## Texte de lecture
—————
Le principe scripturaire, de même que le principe fidéiste, allait donc devenir un des élémens constitutifs du nouvel Évangile. A vrai dire, Luther l’avait trouvé avant lui, et dans le catholicisme même. Jamais l’Église n’avait prétendu imposer une croyance qui ne fût, implicitement ou explicitement, contenue dans l’Écriture. Mais l’Écriture seule !… Cette affirmation, Occam et Huss l’avaient déjà opposée aux pouvoirs ecclésiastiques. Luther va l’incorporer dans sa doctrine. « N’admettre pour juge et pour guide que l’Évangile seul et unique du Christ… Rien au delà de l’Évangile, rien au-dessus de l’Évangile. » Voilà bien la formule du biblicisme intégral. Principe négatif d’abord, point d’appui du théologien dans la lutte contre l’École et contre le sacerdoce. Ses adversaires ont l’Église : lui a la Bible. Autorité contre autorité. Mais principe positif qui va l’aider à reconstruire l’Église comme à la « libérer. »
—————
## Documents sources
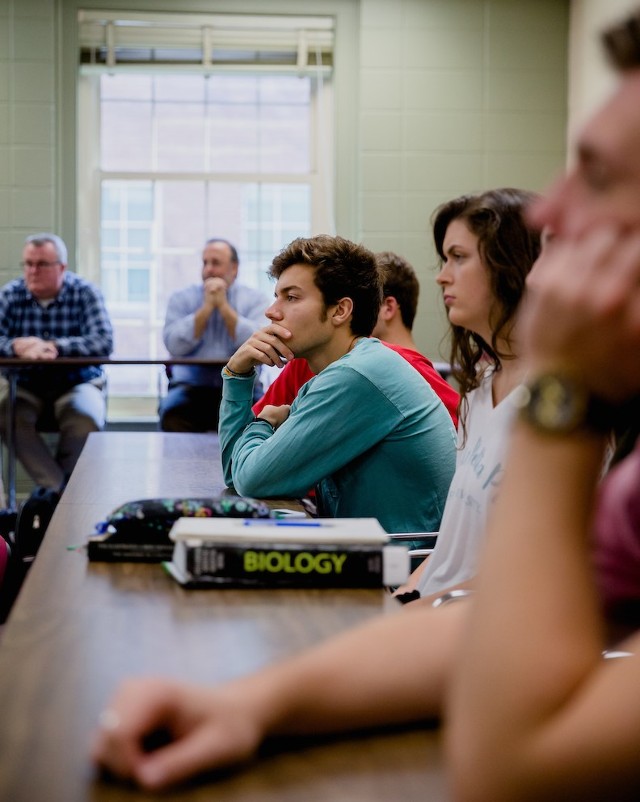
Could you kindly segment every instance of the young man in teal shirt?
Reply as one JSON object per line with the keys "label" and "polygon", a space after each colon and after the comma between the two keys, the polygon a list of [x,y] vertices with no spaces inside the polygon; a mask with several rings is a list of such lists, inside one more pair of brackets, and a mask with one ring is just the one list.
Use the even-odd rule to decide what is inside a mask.
{"label": "young man in teal shirt", "polygon": [[[303,496],[319,513],[374,517],[387,532],[434,531],[455,467],[440,399],[397,353],[370,338],[382,299],[375,256],[326,235],[294,240],[273,261],[271,323],[223,369],[225,479],[247,496]],[[257,365],[304,357],[316,374],[289,405],[253,417]]]}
—————
## Tâches à réaliser
a) Relevez, s'il vous plaît, tous les noms de personnes mentionnés dans le texte de lecture.
b) Pour chaque affirmation ci-dessous, dites si elle concorde avec le texte de lecture et citez exactement les mots qui le montrent. (i) Luther est le premier à avoir opposé l'Écriture seule aux pouvoirs ecclésiastiques. (ii) L'Église n'a jamais prétendu imposer une croyance absente de l'Écriture. (iii) Le principe scripturaire n'a qu'une fonction négative.

## Corrigé des exercices
a) Luther, Occam, Huss, le Christ

b)
(i) Non : « Cette affirmation, Occam et Huss l’avaient déjà opposée aux pouvoirs ecclésiastiques. »
(ii) Oui : « Jamais l’Église n’avait prétendu imposer une croyance qui ne fût, implicitement ou explicitement, contenue dans l’Écriture. »
(iii) Non : « Mais principe positif qui va l’aider à reconstruire l’Église »